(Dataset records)
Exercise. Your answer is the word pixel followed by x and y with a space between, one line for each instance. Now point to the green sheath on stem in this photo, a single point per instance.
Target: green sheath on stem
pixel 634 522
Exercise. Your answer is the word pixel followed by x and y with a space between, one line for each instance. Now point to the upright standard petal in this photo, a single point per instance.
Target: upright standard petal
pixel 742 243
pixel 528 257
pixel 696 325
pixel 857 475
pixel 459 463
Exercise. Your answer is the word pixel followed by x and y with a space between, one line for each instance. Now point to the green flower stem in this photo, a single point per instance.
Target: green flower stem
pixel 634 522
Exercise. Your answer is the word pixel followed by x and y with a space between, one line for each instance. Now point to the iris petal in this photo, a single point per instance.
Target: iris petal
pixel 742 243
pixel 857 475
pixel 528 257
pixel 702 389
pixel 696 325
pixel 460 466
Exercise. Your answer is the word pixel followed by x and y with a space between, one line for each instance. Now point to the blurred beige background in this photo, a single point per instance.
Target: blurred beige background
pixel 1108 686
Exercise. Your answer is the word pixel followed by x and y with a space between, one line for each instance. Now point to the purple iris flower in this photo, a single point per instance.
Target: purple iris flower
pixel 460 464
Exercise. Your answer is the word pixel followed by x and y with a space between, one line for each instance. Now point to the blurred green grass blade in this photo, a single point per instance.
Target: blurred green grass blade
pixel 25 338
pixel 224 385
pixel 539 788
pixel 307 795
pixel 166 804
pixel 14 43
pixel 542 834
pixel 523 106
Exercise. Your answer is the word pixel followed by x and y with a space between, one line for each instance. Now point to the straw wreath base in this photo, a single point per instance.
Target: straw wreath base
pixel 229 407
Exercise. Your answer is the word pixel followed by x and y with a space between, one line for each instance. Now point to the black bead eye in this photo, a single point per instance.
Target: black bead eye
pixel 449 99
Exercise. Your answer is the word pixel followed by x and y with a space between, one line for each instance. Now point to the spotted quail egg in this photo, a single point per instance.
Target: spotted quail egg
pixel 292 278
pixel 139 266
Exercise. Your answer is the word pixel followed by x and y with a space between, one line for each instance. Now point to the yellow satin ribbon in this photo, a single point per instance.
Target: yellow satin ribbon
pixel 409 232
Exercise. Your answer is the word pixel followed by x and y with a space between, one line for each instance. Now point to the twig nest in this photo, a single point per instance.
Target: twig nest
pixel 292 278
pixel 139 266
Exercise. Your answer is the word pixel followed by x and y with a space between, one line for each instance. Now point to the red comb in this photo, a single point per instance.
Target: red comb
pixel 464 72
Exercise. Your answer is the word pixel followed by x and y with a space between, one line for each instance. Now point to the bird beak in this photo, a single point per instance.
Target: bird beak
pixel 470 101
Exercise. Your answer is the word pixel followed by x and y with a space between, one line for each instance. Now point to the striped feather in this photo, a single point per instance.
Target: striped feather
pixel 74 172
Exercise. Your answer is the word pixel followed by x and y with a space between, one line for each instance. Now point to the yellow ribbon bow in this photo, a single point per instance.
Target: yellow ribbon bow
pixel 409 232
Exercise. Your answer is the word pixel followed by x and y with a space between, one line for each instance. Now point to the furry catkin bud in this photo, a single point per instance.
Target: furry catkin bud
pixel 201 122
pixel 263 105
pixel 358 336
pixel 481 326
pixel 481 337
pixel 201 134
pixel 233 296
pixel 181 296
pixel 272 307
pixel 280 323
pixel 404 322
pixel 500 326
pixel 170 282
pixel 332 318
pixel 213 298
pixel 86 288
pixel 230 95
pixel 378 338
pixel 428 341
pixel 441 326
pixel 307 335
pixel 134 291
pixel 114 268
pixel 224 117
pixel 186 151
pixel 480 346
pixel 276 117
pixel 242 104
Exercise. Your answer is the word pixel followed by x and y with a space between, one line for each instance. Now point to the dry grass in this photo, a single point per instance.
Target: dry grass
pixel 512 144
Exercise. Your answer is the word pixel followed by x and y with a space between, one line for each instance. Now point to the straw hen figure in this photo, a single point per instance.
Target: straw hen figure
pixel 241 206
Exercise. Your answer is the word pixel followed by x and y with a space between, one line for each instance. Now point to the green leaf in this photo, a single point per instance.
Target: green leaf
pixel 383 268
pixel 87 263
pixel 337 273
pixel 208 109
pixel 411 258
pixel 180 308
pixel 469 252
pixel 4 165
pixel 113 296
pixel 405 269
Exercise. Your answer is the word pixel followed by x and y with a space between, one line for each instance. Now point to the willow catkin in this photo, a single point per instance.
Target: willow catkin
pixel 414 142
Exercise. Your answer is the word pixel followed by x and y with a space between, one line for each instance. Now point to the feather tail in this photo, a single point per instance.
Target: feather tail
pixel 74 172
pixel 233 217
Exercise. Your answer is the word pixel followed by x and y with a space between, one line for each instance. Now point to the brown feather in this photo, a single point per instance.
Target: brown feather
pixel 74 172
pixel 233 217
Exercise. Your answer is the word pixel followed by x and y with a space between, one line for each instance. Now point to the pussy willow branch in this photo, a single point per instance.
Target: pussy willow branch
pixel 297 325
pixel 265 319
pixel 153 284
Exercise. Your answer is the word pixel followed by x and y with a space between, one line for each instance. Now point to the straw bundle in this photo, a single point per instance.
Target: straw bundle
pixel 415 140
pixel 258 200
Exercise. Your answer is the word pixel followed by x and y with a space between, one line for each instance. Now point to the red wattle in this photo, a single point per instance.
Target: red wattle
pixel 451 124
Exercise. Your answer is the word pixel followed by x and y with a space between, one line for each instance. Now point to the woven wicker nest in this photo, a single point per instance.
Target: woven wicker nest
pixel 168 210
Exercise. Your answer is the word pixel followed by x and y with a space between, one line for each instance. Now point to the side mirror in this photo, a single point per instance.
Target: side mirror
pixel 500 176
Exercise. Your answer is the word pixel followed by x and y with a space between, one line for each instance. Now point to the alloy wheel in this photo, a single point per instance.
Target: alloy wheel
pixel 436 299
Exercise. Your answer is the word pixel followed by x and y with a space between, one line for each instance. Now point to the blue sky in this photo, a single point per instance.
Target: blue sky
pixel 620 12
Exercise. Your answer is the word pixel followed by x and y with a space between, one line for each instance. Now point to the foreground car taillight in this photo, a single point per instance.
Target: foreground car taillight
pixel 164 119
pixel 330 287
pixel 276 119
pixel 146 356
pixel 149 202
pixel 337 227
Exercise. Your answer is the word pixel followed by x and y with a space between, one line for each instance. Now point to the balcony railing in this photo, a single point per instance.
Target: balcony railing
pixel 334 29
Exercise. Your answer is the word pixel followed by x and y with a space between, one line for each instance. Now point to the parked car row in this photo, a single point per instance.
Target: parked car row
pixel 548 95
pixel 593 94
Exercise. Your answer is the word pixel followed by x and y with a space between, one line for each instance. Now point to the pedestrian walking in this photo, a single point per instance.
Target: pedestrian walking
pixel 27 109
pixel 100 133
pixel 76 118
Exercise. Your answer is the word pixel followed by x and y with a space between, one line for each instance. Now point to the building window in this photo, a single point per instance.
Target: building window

__Written task__
Edit the lines starting at the beginning of the records and ending at the line containing "pixel 229 407", changing "blurred beige background" to "blurred tan background" and leaving everything else as it is.

__Exercise output__
Exercise. Your answer is the word pixel followed by x and y with a space between, one line for each instance. Now point to the green sheath on stem in this photo, a single point per instance.
Target: green sheath on stem
pixel 634 522
Exercise. Your answer is the word pixel followed by x and y with a space between, one line for each instance. Now point to the upright standard petal in this photo, a single point per instance.
Target: upright standard petal
pixel 742 243
pixel 528 257
pixel 696 325
pixel 857 475
pixel 459 463
Exercise. Your answer is the word pixel followed by x and y with a space between, one line for each instance. Now point to the green flower stem in this photo, a single point per instance.
Target: green flower stem
pixel 634 522
Exercise. Your answer is the word pixel followed by x and y with a space between, one line for each instance. Now point to the iris petal in this photo, a single point per instance.
Target: iris petal
pixel 742 243
pixel 857 475
pixel 528 257
pixel 702 389
pixel 696 325
pixel 460 466
Exercise. Your answer is the word pixel followed by x and y with a space between, one line for each instance. Now point to the blurred tan background in this photo, a single point per instance.
Target: blurred tan background
pixel 1108 686
Exercise. Your answer is the word pixel followed by x and y with a space between, one line for each instance. Now point to the purple iris flower in this photo, a single point per instance.
Target: purple iris flower
pixel 460 464
Exercise. Your answer is the word pixel followed by x and y with a space between, one line for each instance. Now point to the blurred green grass blade in this photo, a single point per instance.
Target: blurred green grass blade
pixel 25 338
pixel 224 385
pixel 539 788
pixel 307 795
pixel 166 804
pixel 14 43
pixel 542 834
pixel 523 106
Exercise. Your answer is the word pixel followed by x and y with a space between, one line for each instance. Now point to the straw wreath base in this photo, a single point per instance.
Target: straw wreath base
pixel 229 407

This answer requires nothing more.